AMERADA PETROLEUM CORPORATION et al.

Syllabus

¶0 1. Contracts -- Oil and Gas -- Contracting Pipe Line as Agent of Buyer of Oil.
Where the plaintiff, a pipe-line company, makes a contract with a purchaser of crude oil, to receive, transport, and load into the buyer's tank cars, for a pipeage charge to be paid by such buyer, a certain quantity of crude oil purchased from an oil producing company, the pipe-line company is the agent and carrier of the buyer.
2. Same--Obligation of Seller to Deliver to Pipe Line -- Effect of Default in Payments by Buyer.
Where a producer of crude oil enters into a contract with an oil buying company to deliver into the pipe line of a carrier employed by the buyer, certain quantities of crude oil to be paid for at times stated in the contract of sale and purchase, and the buyer defaults in making the agreed payments, the selling company is released from its obligation to deliver into the carrier pipe line other quantities of oil in performance of the contract of sale and purchase.

● **GIVEN INFORMATION**:
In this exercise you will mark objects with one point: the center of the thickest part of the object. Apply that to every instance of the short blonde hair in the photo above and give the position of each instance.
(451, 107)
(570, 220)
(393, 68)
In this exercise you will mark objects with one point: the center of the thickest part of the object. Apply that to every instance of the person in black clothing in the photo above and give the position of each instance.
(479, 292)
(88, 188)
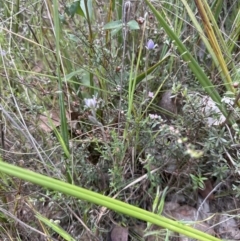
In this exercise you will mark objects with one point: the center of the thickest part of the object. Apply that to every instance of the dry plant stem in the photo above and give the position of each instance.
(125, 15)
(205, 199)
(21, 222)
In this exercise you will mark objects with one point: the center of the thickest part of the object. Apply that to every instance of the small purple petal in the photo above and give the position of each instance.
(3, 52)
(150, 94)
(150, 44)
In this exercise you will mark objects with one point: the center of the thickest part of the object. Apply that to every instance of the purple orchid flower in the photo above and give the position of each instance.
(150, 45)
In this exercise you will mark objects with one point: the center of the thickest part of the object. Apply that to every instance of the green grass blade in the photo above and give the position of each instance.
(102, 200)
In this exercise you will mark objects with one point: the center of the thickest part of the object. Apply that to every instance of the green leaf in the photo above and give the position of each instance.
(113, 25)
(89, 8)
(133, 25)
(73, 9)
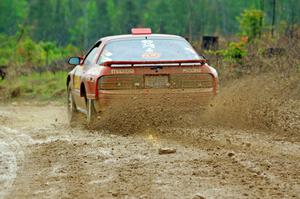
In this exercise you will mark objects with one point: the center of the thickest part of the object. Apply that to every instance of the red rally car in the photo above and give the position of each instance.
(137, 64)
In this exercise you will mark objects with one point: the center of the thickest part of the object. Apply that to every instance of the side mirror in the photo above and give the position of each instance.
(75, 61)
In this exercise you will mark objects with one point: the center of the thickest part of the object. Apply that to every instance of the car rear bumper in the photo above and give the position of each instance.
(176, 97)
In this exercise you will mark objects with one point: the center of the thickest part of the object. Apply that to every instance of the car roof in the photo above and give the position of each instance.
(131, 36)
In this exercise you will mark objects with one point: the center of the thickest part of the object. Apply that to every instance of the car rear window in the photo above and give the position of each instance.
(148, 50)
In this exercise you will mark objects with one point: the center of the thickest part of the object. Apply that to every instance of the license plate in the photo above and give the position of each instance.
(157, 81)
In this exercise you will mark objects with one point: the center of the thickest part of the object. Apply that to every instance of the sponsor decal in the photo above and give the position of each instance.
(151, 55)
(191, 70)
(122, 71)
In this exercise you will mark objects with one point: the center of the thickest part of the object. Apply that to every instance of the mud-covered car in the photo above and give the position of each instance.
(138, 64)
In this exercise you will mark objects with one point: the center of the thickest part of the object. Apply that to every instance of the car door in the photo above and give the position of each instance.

● **REQUIRED TASKS**:
- 1) According to the syllabus, what is a pipe-line company when it contracts with a crude oil buyer to receive, transport, and load the buyer's oil for a pipeage charge?
- 2) Reproduce word for word the part of the syllabus that begins at the words "Where the plaintiff, a" and stops after "Payments by Buyer.".
The records were drawn from a different source than the syllabus.

● **TASK RESPONSES**:
- 1) It is the agent and carrier of the buyer.

- 2)
Where the plaintiff, a pipe-line company, makes a contract with a purchaser of crude oil, to receive, transport, and load into the buyer's tank cars, for a pipeage charge to be paid by such buyer, a certain quantity of crude oil purchased from an oil producing company, the pipe-line company is the agent and carrier of the buyer.
2. Same--Obligation of Seller to Deliver to Pipe Line -- Effect of Default in Payments by Buyer.